Brief by the Richmond Times-Dispatch

Computer outage extended unnecessarily, report says

An investigation into the massive state computer meltdown in August criticizes the contractor’s handling of the failure, saying it protracted the outage that paralyzed high-profile state agencies for days.

The probe into the disruption found that while human error contributed to the equipment failure, the response was hobbled by Northrop Grumman’s follow-through.

Gov. Bob McDonnell, who ordered the audit, said on Tuesday that the report gives the state a path to recover losses from the outage from Northrop Grumman, which is being paid more than $2.5 billion over 13 years to modernize Virginia’s computer network.

Disruptions related to the failure affected 13 percent of the state’s executive branch file servers and 26 of 89 executive branch agencies, including the Virginia Department of Motor Vehicles.

Brief by the Richmond Times-Dispatch

National and International

Obama wants civil discussion over spending

The White House says President Barack Obama wants a civil and reasonable discussion with Republicans as he negotiates reductions in Social Security and Medicare spending.

White House spokesman Jay Carney said Wednesday that making needed changes in the two massive programs will require compromise. He would not set a timetable for negotiations.

Adjusting Social Security and Medicare have typically been politically charged topics that both parties have used to attack each other.

Carney also defended Obama’s assertions that his 2012 budget eventually will not add to the national debt, even though it shows deficits in every year through 2021. He said the budget foresees spending and revenues reaching balance further down the road. He said the only spending that will create deficits will be continued interest payments on the debt.

| Records provided |
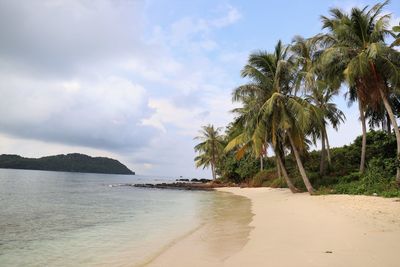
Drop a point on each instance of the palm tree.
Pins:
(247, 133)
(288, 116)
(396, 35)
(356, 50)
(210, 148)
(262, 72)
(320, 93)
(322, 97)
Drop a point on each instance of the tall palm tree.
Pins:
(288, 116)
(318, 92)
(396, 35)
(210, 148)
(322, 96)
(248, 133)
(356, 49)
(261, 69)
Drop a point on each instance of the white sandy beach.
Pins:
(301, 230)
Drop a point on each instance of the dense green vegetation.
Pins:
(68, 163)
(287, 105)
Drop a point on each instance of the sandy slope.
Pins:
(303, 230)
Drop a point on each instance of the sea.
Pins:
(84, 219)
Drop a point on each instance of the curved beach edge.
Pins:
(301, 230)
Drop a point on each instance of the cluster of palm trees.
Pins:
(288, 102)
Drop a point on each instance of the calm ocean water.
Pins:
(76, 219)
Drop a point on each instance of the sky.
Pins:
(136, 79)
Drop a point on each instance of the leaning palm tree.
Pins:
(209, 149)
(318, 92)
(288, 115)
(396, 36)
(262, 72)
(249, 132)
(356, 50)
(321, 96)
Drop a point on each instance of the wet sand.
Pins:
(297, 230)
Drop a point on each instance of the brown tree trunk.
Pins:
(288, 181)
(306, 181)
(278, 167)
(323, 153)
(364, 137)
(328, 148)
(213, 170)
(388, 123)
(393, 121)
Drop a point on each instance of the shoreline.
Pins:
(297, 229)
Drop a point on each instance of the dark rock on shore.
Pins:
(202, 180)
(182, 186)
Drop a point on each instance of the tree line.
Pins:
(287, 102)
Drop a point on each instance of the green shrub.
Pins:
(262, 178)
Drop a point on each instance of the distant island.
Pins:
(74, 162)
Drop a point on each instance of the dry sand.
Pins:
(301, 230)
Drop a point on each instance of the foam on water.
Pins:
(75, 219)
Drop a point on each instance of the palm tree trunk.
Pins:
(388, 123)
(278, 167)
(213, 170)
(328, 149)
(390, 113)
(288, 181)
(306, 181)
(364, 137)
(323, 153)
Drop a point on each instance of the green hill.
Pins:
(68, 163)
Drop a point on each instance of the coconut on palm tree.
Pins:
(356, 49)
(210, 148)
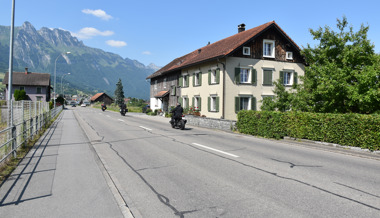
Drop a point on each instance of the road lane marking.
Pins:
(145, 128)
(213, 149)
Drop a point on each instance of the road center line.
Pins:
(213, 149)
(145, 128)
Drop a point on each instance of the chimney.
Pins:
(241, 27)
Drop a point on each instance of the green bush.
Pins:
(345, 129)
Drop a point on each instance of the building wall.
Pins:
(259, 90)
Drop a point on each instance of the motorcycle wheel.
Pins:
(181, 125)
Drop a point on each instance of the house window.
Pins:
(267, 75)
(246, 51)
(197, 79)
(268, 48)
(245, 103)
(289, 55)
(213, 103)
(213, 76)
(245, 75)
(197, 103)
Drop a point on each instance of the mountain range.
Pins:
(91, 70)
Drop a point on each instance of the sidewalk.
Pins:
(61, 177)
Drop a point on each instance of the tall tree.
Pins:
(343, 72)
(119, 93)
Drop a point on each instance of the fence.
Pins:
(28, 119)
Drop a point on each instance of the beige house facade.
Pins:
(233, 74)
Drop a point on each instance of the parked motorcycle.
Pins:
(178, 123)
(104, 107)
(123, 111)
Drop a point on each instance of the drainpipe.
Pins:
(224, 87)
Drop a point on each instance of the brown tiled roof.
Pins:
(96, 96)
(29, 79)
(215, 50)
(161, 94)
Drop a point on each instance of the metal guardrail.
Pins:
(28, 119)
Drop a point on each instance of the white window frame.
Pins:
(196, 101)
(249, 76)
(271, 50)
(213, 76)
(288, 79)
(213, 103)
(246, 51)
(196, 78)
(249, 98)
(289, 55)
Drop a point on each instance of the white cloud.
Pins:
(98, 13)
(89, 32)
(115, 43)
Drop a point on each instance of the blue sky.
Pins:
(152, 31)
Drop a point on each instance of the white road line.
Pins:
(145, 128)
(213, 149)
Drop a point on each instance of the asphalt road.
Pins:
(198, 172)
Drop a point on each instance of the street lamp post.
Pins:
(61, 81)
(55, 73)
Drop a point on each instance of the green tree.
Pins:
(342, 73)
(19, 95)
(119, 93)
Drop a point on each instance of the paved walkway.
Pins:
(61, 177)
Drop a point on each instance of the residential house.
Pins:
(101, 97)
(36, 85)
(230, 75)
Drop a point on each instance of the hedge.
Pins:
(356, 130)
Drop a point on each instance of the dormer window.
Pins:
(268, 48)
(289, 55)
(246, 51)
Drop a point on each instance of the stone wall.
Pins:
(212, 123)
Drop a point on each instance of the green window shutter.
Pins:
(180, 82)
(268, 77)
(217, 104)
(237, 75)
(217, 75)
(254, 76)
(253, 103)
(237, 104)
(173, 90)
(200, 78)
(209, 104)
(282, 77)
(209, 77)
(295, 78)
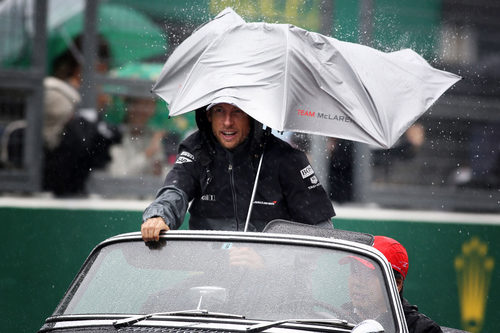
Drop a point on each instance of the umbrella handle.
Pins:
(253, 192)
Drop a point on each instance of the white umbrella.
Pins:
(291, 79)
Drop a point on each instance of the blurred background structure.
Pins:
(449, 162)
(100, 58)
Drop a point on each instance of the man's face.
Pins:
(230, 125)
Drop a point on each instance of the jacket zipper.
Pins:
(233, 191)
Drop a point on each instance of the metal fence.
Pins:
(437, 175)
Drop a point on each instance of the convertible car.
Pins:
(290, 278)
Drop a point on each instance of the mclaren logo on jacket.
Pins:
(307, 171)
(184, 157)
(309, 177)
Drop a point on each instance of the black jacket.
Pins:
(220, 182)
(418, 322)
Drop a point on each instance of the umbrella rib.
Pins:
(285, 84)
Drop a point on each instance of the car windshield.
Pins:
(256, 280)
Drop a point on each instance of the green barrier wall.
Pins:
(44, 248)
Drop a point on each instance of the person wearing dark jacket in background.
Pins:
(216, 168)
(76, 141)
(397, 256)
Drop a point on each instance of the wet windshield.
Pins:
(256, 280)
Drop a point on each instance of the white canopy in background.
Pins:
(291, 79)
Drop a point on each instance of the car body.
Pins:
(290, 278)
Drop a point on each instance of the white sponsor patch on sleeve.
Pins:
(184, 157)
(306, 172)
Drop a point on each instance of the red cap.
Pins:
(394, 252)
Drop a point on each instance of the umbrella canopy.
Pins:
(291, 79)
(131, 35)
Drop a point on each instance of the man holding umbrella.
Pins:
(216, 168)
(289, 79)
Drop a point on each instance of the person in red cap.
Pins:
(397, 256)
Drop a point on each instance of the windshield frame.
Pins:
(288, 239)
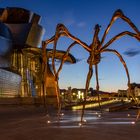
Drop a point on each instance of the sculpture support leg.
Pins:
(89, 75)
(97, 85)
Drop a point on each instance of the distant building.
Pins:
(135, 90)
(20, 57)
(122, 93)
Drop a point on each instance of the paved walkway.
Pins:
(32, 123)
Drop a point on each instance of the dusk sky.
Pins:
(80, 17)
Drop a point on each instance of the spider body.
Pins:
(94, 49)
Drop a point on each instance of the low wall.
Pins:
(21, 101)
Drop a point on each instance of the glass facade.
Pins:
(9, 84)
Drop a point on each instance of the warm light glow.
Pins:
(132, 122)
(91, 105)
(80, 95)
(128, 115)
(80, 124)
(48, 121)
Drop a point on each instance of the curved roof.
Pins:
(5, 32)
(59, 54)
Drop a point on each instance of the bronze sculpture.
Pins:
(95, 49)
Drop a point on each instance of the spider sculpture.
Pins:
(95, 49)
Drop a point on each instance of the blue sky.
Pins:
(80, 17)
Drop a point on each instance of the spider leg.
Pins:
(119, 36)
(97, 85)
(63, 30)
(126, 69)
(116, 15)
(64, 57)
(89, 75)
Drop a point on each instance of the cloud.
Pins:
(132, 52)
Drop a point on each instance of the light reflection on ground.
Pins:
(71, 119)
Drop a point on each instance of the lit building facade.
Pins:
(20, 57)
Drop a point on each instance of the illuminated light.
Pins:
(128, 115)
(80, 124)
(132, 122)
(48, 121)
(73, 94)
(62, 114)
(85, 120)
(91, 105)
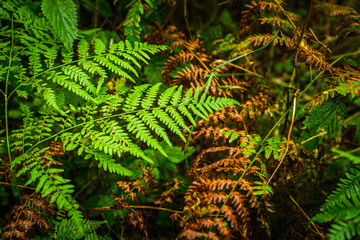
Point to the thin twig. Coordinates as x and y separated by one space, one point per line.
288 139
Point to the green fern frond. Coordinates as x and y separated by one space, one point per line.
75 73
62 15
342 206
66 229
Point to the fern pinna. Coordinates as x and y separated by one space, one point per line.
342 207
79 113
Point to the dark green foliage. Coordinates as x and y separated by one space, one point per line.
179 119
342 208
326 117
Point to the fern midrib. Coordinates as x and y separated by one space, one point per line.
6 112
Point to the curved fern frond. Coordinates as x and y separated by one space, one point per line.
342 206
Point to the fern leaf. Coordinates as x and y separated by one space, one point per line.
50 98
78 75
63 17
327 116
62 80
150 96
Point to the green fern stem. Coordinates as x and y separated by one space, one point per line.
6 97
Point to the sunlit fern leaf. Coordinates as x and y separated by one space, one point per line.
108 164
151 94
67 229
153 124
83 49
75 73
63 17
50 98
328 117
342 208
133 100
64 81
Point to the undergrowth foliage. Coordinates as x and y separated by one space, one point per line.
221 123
* * *
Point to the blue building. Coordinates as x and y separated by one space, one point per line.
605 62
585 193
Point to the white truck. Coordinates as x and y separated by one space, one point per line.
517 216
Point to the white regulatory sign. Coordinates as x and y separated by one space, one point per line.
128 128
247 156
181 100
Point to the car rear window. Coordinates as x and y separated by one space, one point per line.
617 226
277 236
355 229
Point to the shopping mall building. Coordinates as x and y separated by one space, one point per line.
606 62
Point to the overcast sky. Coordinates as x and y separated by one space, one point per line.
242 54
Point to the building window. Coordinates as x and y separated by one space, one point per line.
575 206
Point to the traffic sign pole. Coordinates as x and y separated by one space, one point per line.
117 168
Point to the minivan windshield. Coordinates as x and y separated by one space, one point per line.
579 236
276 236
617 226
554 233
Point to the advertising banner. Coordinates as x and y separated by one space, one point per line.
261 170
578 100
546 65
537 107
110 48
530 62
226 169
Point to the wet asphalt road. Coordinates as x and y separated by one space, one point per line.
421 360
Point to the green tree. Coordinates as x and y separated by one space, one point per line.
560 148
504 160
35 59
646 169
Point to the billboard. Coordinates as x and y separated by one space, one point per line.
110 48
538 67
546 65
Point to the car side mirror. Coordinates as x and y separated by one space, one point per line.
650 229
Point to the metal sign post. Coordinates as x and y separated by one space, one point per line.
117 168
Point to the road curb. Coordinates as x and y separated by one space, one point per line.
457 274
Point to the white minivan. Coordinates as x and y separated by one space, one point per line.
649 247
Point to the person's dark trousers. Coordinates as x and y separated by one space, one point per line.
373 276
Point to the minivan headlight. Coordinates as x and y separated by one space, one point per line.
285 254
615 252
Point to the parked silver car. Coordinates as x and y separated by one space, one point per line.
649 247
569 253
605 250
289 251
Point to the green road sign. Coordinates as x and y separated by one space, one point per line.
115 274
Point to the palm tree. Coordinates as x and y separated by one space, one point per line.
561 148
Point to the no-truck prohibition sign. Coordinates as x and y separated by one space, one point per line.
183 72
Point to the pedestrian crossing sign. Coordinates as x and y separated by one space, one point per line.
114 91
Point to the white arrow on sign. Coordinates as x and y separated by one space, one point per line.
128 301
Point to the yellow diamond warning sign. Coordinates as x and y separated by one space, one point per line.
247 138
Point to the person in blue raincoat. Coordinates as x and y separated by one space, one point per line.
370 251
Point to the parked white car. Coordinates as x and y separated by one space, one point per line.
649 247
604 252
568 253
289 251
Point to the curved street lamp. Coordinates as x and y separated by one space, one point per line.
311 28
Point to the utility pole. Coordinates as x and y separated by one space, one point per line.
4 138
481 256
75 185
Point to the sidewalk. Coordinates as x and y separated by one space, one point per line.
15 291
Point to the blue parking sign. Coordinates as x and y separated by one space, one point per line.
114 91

| What to work on |
Do these statements agree with the news briefs? For each, answer yes or no and quote the deciding words. (a) The investigation found that the contractor's handling of the failure prolonged the outage. (b) Northrop Grumman is being paid more than $2.5 billion over 10 years. (c) Jay Carney set a timetable for the negotiations. The material that comes after the news briefs is unrelated to them.

| Solution to the exercise |
(a) Yes: "criticizes the contractor’s handling of the failure, saying it protracted the outage"
(b) No: "more than $2.5 billion over 13 years"
(c) No: "He would not set a timetable for negotiations."